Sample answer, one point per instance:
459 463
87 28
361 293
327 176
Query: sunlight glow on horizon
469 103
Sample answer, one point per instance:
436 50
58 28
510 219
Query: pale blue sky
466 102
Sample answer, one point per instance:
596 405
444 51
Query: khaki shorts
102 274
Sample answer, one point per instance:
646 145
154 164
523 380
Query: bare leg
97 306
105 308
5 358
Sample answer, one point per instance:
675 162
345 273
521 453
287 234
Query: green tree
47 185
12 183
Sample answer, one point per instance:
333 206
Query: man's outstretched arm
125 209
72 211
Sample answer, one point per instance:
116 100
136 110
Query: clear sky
+===+
== Aim of the task ==
Type out the listing again with nothing changed.

== Your response ==
Sample answer, one point per instance:
459 463
87 28
361 293
327 176
Query: sunlight glow on horizon
469 103
Sample answer, one point per instance:
436 50
58 28
510 219
Query: pale blue sky
466 102
Sample answer, one point per instance:
596 405
444 51
Query: khaki shorts
102 274
Sample answer, one point per instance:
646 145
154 164
523 380
Query: bare leg
97 306
105 308
5 358
Sample answer, one point per instance:
675 162
345 273
521 453
287 234
Query: green tree
47 185
12 183
Sample answer, one point per instance:
333 206
Query: man's outstretched arm
125 209
72 211
Sample answer, one point per instance:
116 100
136 110
Query: clear sky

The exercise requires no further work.